BEGIN Record excerpts

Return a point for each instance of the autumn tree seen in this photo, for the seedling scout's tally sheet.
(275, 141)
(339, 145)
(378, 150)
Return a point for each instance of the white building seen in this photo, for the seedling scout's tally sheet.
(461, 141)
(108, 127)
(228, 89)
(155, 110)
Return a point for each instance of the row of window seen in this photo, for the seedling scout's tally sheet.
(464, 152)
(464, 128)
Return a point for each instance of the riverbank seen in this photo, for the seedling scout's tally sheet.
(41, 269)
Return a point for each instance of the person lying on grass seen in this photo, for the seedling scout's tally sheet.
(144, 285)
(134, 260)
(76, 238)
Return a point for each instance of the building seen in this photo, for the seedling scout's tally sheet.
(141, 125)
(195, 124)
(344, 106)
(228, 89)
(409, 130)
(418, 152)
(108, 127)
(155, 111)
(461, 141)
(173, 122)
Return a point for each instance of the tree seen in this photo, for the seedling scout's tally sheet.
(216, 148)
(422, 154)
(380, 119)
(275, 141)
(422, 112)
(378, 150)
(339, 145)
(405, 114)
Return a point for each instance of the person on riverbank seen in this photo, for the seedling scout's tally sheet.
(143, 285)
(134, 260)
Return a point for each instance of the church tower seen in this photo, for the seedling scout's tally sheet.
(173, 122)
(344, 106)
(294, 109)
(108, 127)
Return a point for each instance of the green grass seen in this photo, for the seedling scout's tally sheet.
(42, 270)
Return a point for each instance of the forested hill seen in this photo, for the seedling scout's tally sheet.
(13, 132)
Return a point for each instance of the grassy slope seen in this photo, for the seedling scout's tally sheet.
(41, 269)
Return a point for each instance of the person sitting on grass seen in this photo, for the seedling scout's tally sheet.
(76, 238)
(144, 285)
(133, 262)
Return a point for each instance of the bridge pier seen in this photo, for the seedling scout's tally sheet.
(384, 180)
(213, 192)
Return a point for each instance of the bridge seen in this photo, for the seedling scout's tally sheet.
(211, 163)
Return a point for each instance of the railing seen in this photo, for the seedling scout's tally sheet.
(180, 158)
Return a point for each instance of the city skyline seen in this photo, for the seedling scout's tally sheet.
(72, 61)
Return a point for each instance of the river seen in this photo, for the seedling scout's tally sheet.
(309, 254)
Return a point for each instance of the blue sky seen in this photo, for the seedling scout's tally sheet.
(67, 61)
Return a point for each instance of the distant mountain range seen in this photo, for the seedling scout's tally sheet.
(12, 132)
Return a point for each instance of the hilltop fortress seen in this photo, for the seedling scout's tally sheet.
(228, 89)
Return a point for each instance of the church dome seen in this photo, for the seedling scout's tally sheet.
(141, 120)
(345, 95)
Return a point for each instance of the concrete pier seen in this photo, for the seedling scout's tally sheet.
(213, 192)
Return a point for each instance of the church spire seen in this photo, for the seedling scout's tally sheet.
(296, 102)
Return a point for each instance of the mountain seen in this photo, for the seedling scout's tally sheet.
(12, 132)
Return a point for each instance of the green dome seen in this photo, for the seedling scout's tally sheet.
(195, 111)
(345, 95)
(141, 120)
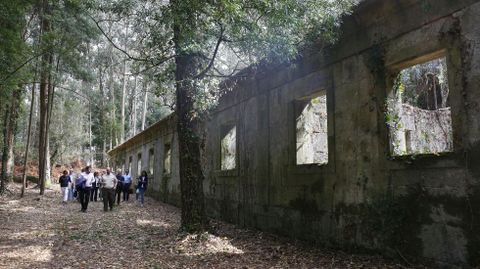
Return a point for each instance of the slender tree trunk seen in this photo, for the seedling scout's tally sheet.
(191, 174)
(46, 64)
(145, 105)
(10, 124)
(124, 92)
(113, 124)
(3, 175)
(90, 133)
(27, 146)
(134, 108)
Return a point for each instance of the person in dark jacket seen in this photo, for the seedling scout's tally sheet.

END Record excerpts

= Exercise description =
Make an exact copy of the whole listing, but don't bring over any pictures.

= In response =
Return a point for each instance of the autumn tree seen in this photo, for the seedling scout's tally sheet.
(275, 141)
(339, 145)
(378, 150)
Return a point for each instance of the white building seen in this photo, for the seedling scout's tally sheet.
(461, 141)
(108, 127)
(228, 89)
(155, 110)
Return a point for each instance of the row of window seen in this photo, for the seedling scout's tally sheet.
(464, 152)
(464, 128)
Return a point for each instance of the riverbank seen in this photo, for the seedling scout's tally sheet.
(41, 269)
Return a point for each instance of the person lying on grass seen in this photo, for the seedling scout's tally sheet.
(144, 285)
(134, 260)
(76, 238)
Return a point for each instance of the building seen in this photo, for the seedling scout's tally sheet.
(141, 125)
(195, 124)
(344, 106)
(228, 89)
(409, 130)
(418, 152)
(108, 127)
(155, 111)
(461, 141)
(173, 122)
Return a point for each instance of the tree seen in this photo, for the seedling scout's tally sheet.
(216, 148)
(422, 154)
(380, 119)
(275, 141)
(422, 112)
(378, 150)
(339, 145)
(405, 114)
Return a point for each instance of the person on riverbank seen in this photo, for the seedling scout's tally sheet.
(143, 285)
(134, 260)
Return a point for each instance of the church tower seen in this photo, for the seedling scout's tally sheet.
(173, 122)
(344, 106)
(294, 109)
(108, 127)
Return a point for each instance of the green grass seen in this photo, for the seedling scout's tally sheet.
(42, 270)
Return a point for each instance of the forested hill seen in this photo, for the seedling scout's tally sheet.
(13, 132)
Return a point for each instance of the grassy slope seen in this photo, for the seedling scout's tally sheet.
(41, 269)
Return a point for each instance of the person sitting on grass seen in this photo, for the seedling scout's tally sheet.
(76, 238)
(144, 285)
(133, 262)
Return a point for each instance of the bridge pier seen in this photo, for the seedling scout's tally sheet.
(384, 180)
(213, 192)
Return a point for each instance of the bridge seen in this photo, for the seedling scout's tally sheet.
(211, 163)
Return a point for each instance of the railing seen in this photo, for the seedling scout's tally sheet.
(180, 158)
Return a point for each instance of the city skyline seen in this photo, for the seedling scout's tally sheet.
(72, 61)
Return a point for each instance of the river seen in this photo, for the seedling scout's tally sheet.
(309, 254)
Return a point for each instance of the blue sky seen in this photo, for the seedling scout's tally sheet.
(67, 61)
Return a point for each instance of the distant mountain range seen in this photo, for the seedling scout's tally sheet.
(12, 132)
Return a point for each instance of the hilltop fortress seen in this photo, for the seedling scout's tally sheet.
(228, 89)
Return a point for each instance of the church dome seen in this photo, for the seedling scout's tally sheet.
(141, 120)
(345, 95)
Return a point for each instance of the concrete pier seen in this photo, for the seedling scout's tally sheet.
(213, 192)
Return a point for each instance of the church spire seen in this photo, for the seedling scout's tally sheet.
(296, 102)
Return a point for each instance of the mountain seen in this photo, for the seedling scout's tally sheet.
(12, 132)
Return a point for each instance of the green dome seen in this photo, for the seedling scout's tally sheet.
(195, 111)
(345, 95)
(141, 120)
Return a point for each instance of the slender tree trunk seen in this photo, for the seedling scout's tally sheet.
(191, 174)
(46, 64)
(145, 105)
(10, 124)
(124, 92)
(113, 124)
(3, 175)
(90, 133)
(27, 146)
(134, 108)
Return a point for each instance of the person in dark jacket seen in this photo, for the seedling scout's tally sheet.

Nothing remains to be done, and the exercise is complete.